---------- Given entries ----------
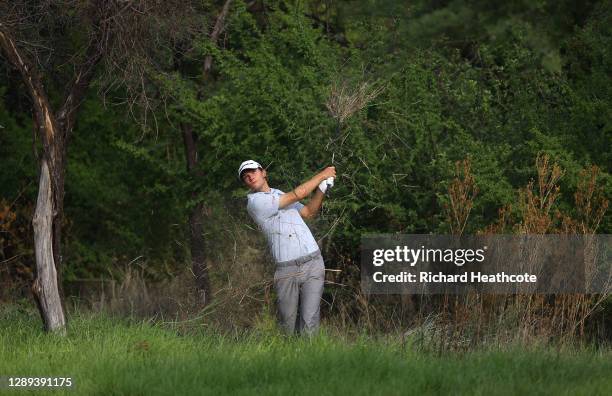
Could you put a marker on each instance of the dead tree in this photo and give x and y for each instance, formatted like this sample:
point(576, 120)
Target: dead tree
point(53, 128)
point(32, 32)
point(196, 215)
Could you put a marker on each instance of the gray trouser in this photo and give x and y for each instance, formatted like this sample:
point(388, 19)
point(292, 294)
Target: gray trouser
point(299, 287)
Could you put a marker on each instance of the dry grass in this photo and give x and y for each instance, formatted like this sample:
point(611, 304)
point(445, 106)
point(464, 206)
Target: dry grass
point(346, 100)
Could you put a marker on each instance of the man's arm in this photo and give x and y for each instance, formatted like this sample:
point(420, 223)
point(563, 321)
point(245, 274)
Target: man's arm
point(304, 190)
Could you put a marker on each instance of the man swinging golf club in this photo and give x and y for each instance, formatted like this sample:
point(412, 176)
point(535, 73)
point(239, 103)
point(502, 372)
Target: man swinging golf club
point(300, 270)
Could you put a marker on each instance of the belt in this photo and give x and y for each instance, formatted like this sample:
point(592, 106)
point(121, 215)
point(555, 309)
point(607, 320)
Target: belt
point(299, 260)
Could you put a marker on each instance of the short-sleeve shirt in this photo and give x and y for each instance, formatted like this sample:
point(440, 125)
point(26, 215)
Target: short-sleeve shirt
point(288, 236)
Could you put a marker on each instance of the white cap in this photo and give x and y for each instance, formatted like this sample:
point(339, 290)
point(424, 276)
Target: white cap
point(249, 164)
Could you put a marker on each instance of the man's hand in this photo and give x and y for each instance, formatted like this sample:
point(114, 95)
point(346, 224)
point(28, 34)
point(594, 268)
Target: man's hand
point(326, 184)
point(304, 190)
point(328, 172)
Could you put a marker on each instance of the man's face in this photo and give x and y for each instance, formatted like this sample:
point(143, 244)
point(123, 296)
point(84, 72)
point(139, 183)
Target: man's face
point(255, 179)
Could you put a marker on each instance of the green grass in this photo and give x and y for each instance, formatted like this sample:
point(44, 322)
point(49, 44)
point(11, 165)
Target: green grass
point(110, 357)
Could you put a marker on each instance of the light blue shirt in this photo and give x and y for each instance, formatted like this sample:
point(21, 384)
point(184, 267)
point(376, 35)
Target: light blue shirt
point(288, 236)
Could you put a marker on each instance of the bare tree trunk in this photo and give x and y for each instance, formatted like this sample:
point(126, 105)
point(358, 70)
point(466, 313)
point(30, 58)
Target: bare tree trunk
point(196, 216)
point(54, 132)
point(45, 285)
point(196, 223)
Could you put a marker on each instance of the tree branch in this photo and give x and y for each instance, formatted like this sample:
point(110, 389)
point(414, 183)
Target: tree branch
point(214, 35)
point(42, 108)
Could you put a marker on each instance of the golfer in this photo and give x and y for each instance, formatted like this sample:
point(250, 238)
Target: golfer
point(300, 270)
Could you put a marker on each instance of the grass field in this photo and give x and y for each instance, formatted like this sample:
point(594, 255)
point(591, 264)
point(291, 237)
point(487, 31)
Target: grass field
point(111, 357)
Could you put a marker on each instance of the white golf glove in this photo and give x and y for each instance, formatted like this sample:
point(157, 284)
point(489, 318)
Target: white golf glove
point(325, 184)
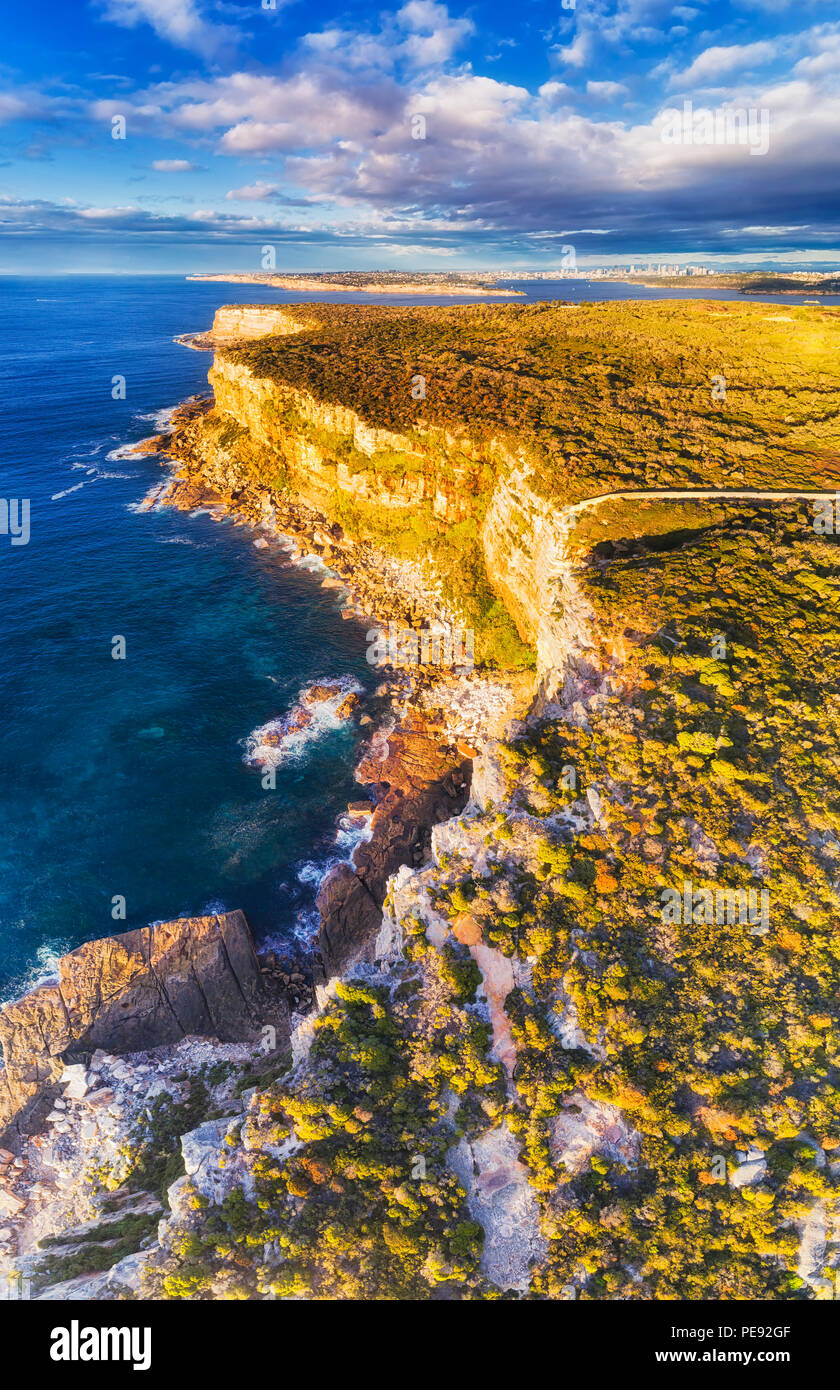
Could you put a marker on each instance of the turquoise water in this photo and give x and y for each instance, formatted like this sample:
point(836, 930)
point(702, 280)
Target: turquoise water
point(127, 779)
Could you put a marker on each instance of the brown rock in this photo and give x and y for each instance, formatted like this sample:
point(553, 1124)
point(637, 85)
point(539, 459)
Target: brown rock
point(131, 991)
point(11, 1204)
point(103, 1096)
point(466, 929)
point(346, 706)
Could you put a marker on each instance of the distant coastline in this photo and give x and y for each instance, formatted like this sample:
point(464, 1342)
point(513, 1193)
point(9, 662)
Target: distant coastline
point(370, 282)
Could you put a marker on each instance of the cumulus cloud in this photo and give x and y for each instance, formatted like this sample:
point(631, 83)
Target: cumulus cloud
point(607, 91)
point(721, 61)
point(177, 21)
----------
[Objective]: Please convert the records above into a Markdown table with a "Row" column giving the row number and a "Line" column giving the line, skipping blank lines. Leave the pictures out.

[Exercise answer]:
| Row | Line |
|---|---|
| 1 | Could you put a marker on each instance of the dead tree in this photo and give x and y for each instance, formatted like this sample: |
| 2 | point(576, 120) |
| 3 | Target: dead tree |
| 4 | point(53, 128) |
| 5 | point(32, 32) |
| 6 | point(196, 215) |
| 7 | Could you put a marker on each instance of the gray trouser in this photo and give x and y for each instance, formatted like this sample: |
| 8 | point(388, 19) |
| 9 | point(292, 294) |
| 10 | Target: gray trouser |
| 11 | point(299, 287) |
| 12 | Could you put a marker on each instance of the dry grass in this photo and give x and y for each instance, formatted like this sample: |
| 13 | point(611, 304) |
| 14 | point(445, 106) |
| 15 | point(464, 206) |
| 16 | Target: dry grass |
| 17 | point(346, 100) |
| 18 | Could you put a marker on each instance of the man's arm in this photo and give x and y for each instance, formatted like this sample: |
| 19 | point(420, 223) |
| 20 | point(563, 321) |
| 21 | point(245, 274) |
| 22 | Target: man's arm |
| 23 | point(304, 190) |
| 24 | Could you put a marker on each instance of the man swinging golf club in this photo and give x and y for each instance, formatted like this sample: |
| 25 | point(412, 176) |
| 26 | point(535, 73) |
| 27 | point(239, 103) |
| 28 | point(502, 372) |
| 29 | Target: man swinging golf club |
| 30 | point(300, 270) |
| 31 | Could you put a marker on each instance of the belt in this photo and give x and y for each instance, formatted like this sample: |
| 32 | point(592, 106) |
| 33 | point(121, 215) |
| 34 | point(555, 309) |
| 35 | point(607, 320) |
| 36 | Target: belt |
| 37 | point(299, 260) |
| 38 | Could you put a marker on each instance of the short-sleeve shirt in this photo and give x and y for each instance, formatted like this sample: |
| 39 | point(440, 125) |
| 40 | point(26, 215) |
| 41 | Target: short-sleeve shirt |
| 42 | point(288, 236) |
| 43 | Could you put a marker on each instance of the white cap in this photo and give x and y for each instance, formatted like this sample: |
| 44 | point(339, 290) |
| 45 | point(424, 276) |
| 46 | Target: white cap |
| 47 | point(249, 164) |
| 48 | Could you put a marker on each instance of the man's hand in this photo and give x and y for each instance, formatted like this sample: |
| 49 | point(114, 95) |
| 50 | point(346, 224) |
| 51 | point(28, 34) |
| 52 | point(594, 268) |
| 53 | Target: man's hand |
| 54 | point(326, 184) |
| 55 | point(304, 190) |
| 56 | point(328, 172) |
| 57 | Could you put a marker on each instance of the man's face in this photo and give x and y for each instance, formatted like this sample: |
| 58 | point(143, 244) |
| 59 | point(123, 296) |
| 60 | point(84, 72) |
| 61 | point(139, 183) |
| 62 | Target: man's face |
| 63 | point(255, 179) |
| 64 | Could you put a marker on each instance of the green grass in this photo and give x and y for each instance, formatted like this sample: |
| 65 | point(44, 322) |
| 66 | point(49, 44) |
| 67 | point(11, 165) |
| 68 | Target: green grass |
| 69 | point(110, 357) |
| 70 | Could you put a marker on each instance of the light blue shirt in this photo and give x and y for each instance, formatted like this sample: |
| 71 | point(21, 384) |
| 72 | point(184, 267) |
| 73 | point(376, 35) |
| 74 | Target: light blue shirt |
| 75 | point(288, 236) |
| 76 | Could you put a marker on each instance of the bare tree trunk in this photo and give x and y for each instance, formatted like this sample: |
| 77 | point(126, 105) |
| 78 | point(358, 70) |
| 79 | point(466, 313) |
| 80 | point(30, 58) |
| 81 | Target: bare tree trunk |
| 82 | point(196, 216) |
| 83 | point(54, 132) |
| 84 | point(45, 285) |
| 85 | point(196, 223) |
| 86 | Could you put a marker on each instance of the tree branch in this photo and give x and y for each instance, formatted like this sample: |
| 87 | point(110, 389) |
| 88 | point(414, 183) |
| 89 | Target: tree branch |
| 90 | point(214, 35) |
| 91 | point(42, 108) |
| 92 | Could you put a marker on each instance of the golfer in this photo and give x and y for each instance, formatted like this sample: |
| 93 | point(250, 238) |
| 94 | Target: golfer |
| 95 | point(300, 270) |
| 96 | Could you put a marker on each instance of the grass field in this photo and give x and y for each instance, formatted like this sample: |
| 97 | point(594, 255) |
| 98 | point(591, 264) |
| 99 | point(291, 237) |
| 100 | point(487, 31) |
| 101 | Target: grass field |
| 102 | point(111, 357) |
| 103 | Could you put a marker on each instance of the white golf glove in this photo and give x and y for each instance, formatted like this sample: |
| 104 | point(157, 284) |
| 105 | point(489, 318) |
| 106 | Target: white golf glove |
| 107 | point(325, 184) |
| 108 | Could you put a marker on each instance of the turquoise water in this photo and give x and y for each instance, formatted like this sample: |
| 109 | point(836, 930) |
| 110 | point(702, 280) |
| 111 | Target: turquoise water |
| 112 | point(127, 779) |
| 113 | Could you put a marker on each instance of the brown rock in this photo and give x and y for each instance, formatted like this sample: |
| 114 | point(553, 1124) |
| 115 | point(637, 85) |
| 116 | point(539, 459) |
| 117 | Target: brown rock |
| 118 | point(131, 991) |
| 119 | point(11, 1204) |
| 120 | point(103, 1096) |
| 121 | point(466, 929) |
| 122 | point(346, 706) |
| 123 | Could you put a marker on each instance of the distant coastline in this photo and give x and y for each instance, formatted like this sample: |
| 124 | point(464, 1342) |
| 125 | point(513, 1193) |
| 126 | point(9, 662) |
| 127 | Target: distant coastline |
| 128 | point(370, 282) |
| 129 | Could you put a marker on each instance of the cumulus cloud in this photo and give x and y for each instance, formatted like this sample: |
| 130 | point(631, 83) |
| 131 | Target: cumulus cloud |
| 132 | point(607, 91) |
| 133 | point(721, 61) |
| 134 | point(177, 21) |